[Text-to-region grounding data]
----

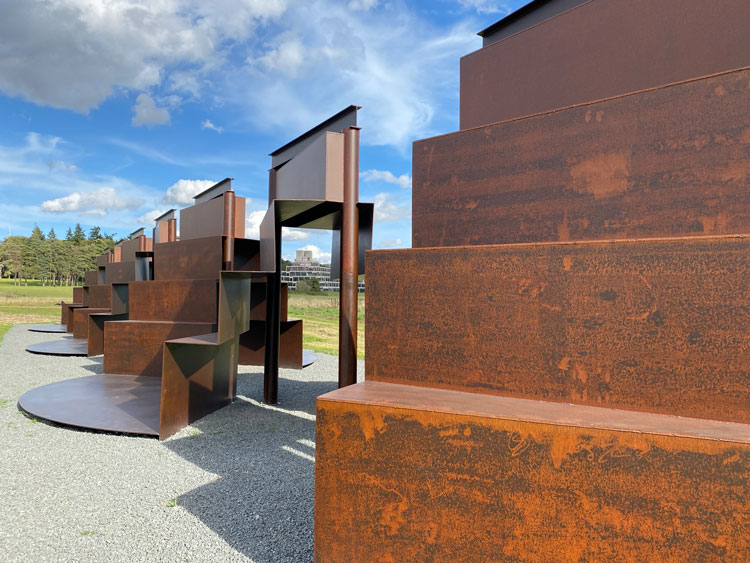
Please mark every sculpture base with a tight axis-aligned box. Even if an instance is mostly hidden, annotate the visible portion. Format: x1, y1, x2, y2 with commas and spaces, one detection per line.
27, 324, 68, 334
302, 350, 317, 368
18, 375, 160, 436
26, 337, 88, 356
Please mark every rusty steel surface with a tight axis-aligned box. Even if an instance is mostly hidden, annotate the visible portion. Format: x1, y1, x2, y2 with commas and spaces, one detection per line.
104, 261, 138, 284
338, 127, 359, 388
315, 381, 750, 562
72, 307, 109, 339
414, 68, 750, 248
84, 270, 99, 286
85, 285, 112, 309
18, 375, 161, 436
240, 319, 304, 368
460, 0, 750, 129
87, 312, 127, 356
103, 320, 215, 378
179, 192, 245, 240
63, 304, 85, 331
128, 279, 218, 323
153, 236, 224, 280
366, 236, 750, 424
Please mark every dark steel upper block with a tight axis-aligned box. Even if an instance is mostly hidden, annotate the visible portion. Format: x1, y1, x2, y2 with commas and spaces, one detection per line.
461, 0, 750, 129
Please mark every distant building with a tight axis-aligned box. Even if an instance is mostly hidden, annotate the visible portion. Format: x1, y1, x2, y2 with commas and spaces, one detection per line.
282, 249, 364, 293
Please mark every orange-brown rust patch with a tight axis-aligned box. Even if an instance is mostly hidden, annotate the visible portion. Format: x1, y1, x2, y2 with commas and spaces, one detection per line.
569, 152, 631, 199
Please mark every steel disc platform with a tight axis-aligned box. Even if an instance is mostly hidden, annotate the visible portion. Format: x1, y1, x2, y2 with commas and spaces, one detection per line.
28, 324, 68, 334
302, 350, 318, 368
18, 375, 161, 436
26, 337, 88, 356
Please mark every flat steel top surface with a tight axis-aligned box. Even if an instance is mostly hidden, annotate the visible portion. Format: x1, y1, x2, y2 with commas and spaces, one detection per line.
26, 337, 88, 357
18, 375, 161, 436
320, 381, 750, 444
27, 324, 68, 334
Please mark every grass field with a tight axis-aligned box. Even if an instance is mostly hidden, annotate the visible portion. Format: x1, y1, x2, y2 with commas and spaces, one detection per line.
0, 279, 364, 357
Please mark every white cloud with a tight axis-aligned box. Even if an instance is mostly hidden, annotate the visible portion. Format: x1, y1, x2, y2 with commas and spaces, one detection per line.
299, 244, 332, 264
361, 169, 411, 189
162, 179, 216, 205
137, 209, 167, 224
201, 119, 224, 133
348, 0, 379, 10
374, 191, 410, 223
41, 186, 143, 215
0, 0, 287, 113
282, 227, 310, 241
258, 38, 306, 77
458, 0, 510, 14
378, 237, 403, 248
245, 210, 266, 239
48, 160, 78, 172
132, 93, 171, 128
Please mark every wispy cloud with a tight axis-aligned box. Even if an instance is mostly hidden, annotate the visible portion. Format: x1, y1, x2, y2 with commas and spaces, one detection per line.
107, 138, 185, 166
201, 119, 224, 133
361, 169, 411, 189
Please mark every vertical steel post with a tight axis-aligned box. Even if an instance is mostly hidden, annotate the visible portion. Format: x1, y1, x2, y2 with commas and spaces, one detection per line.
168, 218, 177, 242
338, 127, 360, 388
264, 170, 281, 404
222, 191, 236, 271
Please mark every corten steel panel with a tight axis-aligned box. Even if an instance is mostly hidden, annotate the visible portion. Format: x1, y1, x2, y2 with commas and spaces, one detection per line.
180, 194, 246, 240
85, 285, 112, 309
87, 312, 127, 356
315, 381, 750, 562
128, 280, 218, 323
64, 304, 85, 331
103, 320, 215, 378
415, 68, 750, 248
96, 252, 111, 267
233, 238, 261, 272
72, 308, 109, 339
104, 262, 137, 284
275, 132, 344, 202
159, 272, 252, 439
153, 237, 224, 280
366, 236, 750, 424
111, 283, 129, 315
460, 0, 750, 129
250, 282, 288, 322
84, 270, 98, 286
73, 287, 84, 303
239, 320, 303, 368
119, 237, 144, 262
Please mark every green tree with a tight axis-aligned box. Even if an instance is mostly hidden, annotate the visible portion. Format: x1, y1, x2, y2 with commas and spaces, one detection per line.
72, 223, 86, 244
65, 227, 73, 240
30, 224, 45, 241
89, 226, 102, 240
47, 228, 57, 240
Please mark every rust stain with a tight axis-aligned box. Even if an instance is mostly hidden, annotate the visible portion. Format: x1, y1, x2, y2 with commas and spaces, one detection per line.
569, 151, 632, 199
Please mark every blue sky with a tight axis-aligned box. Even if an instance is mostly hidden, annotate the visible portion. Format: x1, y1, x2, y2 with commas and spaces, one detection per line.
0, 0, 524, 263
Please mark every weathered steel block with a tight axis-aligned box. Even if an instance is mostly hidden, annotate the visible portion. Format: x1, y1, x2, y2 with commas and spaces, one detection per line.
153, 237, 224, 280
239, 319, 302, 367
414, 68, 750, 248
461, 0, 750, 129
315, 381, 750, 562
103, 320, 215, 377
128, 279, 218, 323
85, 284, 112, 309
366, 236, 750, 423
72, 307, 109, 340
104, 261, 138, 284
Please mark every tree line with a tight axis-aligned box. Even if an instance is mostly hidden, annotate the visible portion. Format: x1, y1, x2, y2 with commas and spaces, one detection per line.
0, 224, 117, 286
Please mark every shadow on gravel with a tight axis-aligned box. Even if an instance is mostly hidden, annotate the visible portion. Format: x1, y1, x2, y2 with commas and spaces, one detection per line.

----

Retype every entry above exactly, leaving out the pictures.

TASK OUTPUT:
Please mark every sculpture base with a tight axis-aligned box. Even if an instance is mostly hidden, annotate the visible portion. Format: x1, y1, x2, y2 with commas and spaces, one detection per line.
27, 324, 68, 334
302, 350, 317, 368
18, 375, 160, 436
26, 337, 88, 356
Please mark every rusty steel surface with a tight axis-aligned box. Even if an instance is mostly hidden, annotate the visible portion. Format: x1, y1, x2, y2 with commas and spaces, one detection per line.
104, 261, 138, 284
338, 127, 359, 388
315, 381, 750, 562
72, 307, 109, 339
414, 68, 750, 248
84, 270, 99, 286
85, 285, 112, 309
18, 375, 161, 436
240, 319, 304, 368
460, 0, 750, 129
87, 312, 127, 356
103, 320, 215, 378
179, 192, 245, 240
63, 304, 85, 331
128, 279, 218, 323
153, 236, 224, 280
366, 236, 750, 424
Please mark every dark steel upper block with a tight axis-aligned box. Even if an instance is mostly hidden, annotate the visible portion. Format: x1, y1, x2, y2 with commas and spaces, one detection per line.
461, 0, 750, 129
Please mark every distant building with a tight axis-aligned box. Even if an instance is mostly hidden, annotate the visible portion. Format: x1, y1, x2, y2 with commas and spaces, one detection per line.
282, 249, 364, 293
Please mark every orange-brown rust patch with a tight axis-aligned box. Even if an instance is mostly hidden, annotate the visible portion. Format: x1, y1, x2, y2 with commas and spaces, one detection per line.
569, 152, 631, 199
Please mark every steel disc platform with a tight axis-aligned box. Even if an instance is mostly hidden, annotate the visible portion. Format: x1, y1, x2, y2 with commas and spaces, one detection per line.
28, 324, 68, 334
302, 350, 318, 368
18, 375, 161, 436
26, 337, 88, 356
Please mark every flat steel top surface with a tight axis-aligned box. Even if an instance is mostly hidden, annotate the visible portion. Format: x1, y1, x2, y2 with commas and spaces, one detection per line.
26, 337, 88, 357
18, 375, 161, 436
320, 381, 750, 444
27, 324, 68, 334
Please mark every grass field with a tight axis-aligned box. Even if an instance is mostly hidden, annotate the visible portion. Format: x1, y1, x2, y2 with commas and spaces, one detection per line.
0, 279, 364, 357
Please mark every white cloud with a tight axis-aligned box. Even if an instance is mostly hidden, annotate the visible portion. Format: x1, y1, x2, y2 with commas and spaces, one detection per line.
299, 244, 332, 264
361, 169, 411, 189
162, 179, 216, 205
137, 209, 167, 224
201, 119, 224, 133
348, 0, 379, 10
374, 191, 410, 223
41, 186, 143, 215
0, 0, 287, 113
282, 227, 310, 241
258, 38, 306, 77
458, 0, 510, 14
378, 237, 403, 248
245, 210, 266, 239
48, 160, 78, 172
132, 93, 171, 128
Please mark every wispy cloud with a tight axis-aligned box. Even if an instance is mostly hidden, annotate the visible portion. Format: x1, y1, x2, y2 with commas and spaces, one detection per line.
107, 138, 185, 166
201, 119, 224, 133
361, 169, 411, 189
Please mark every vertical steel post with a tight axis-aligned box. Even if an instance is mostly hidden, annotate the visible portion. Format: x1, y1, x2, y2 with commas and spaces, one detection per line.
168, 218, 177, 242
338, 127, 360, 388
264, 170, 281, 404
222, 191, 236, 271
Please mark every corten steel panel with a tight axis-aligned box. Even if an instance is mostly hidden, annotate the visible portion. Format: x1, y1, x2, y2 with commas and spaces, one detection per line.
180, 194, 246, 240
85, 285, 112, 309
87, 312, 127, 356
315, 381, 750, 562
128, 280, 218, 323
64, 304, 85, 331
103, 320, 215, 378
415, 68, 750, 248
96, 252, 111, 267
233, 238, 261, 272
72, 308, 109, 339
104, 262, 137, 284
275, 132, 344, 202
159, 272, 252, 439
153, 237, 224, 280
366, 236, 750, 424
111, 283, 129, 315
460, 0, 750, 129
250, 282, 288, 322
84, 270, 98, 286
73, 287, 84, 303
239, 320, 303, 368
119, 237, 144, 262
Please mark every green tree with a tight axis-aligned box. Even if an instance is mostly hidden, annotate the visible portion. Format: x1, y1, x2, y2 with commas and spaces, one detection per line.
72, 223, 86, 244
65, 227, 73, 240
30, 224, 45, 241
89, 226, 102, 240
47, 228, 57, 240
Please mark every rust stain with a tight axis-aligned box. Even if an instance is mostly hidden, annotate the visible portion. Format: x1, y1, x2, y2 with commas and spaces, one detection per line.
569, 151, 632, 199
Please mark every blue sky with a tight axis-aligned box. Even if an instance is mostly hidden, annotate the visible portion. Format: x1, y1, x2, y2 with commas and spaces, one detection per line.
0, 0, 524, 263
Please mark every weathered steel block with a tight axis-aligned box. Even if an instance is mostly hidden, annotate the visible portion. Format: x1, y1, x2, y2 with commas and spaces, one detection per line.
153, 237, 224, 280
239, 319, 302, 367
414, 68, 750, 248
461, 0, 750, 129
315, 381, 750, 562
103, 320, 215, 377
128, 279, 218, 323
85, 284, 112, 309
366, 236, 750, 423
72, 307, 109, 340
104, 261, 138, 284
Please mark every tree line with a tight axis-aligned box. Even if an instance is mostly hidden, annotate the visible portion. Format: x1, y1, x2, y2 with commas and spaces, one detection per line.
0, 224, 117, 286
Please mark every shadow on gravel with a tight axis-aligned box. Even if an instance is mostly hidden, annotate the visible portion. Format: x1, y1, x2, y2 with commas and spaces, one detection per line.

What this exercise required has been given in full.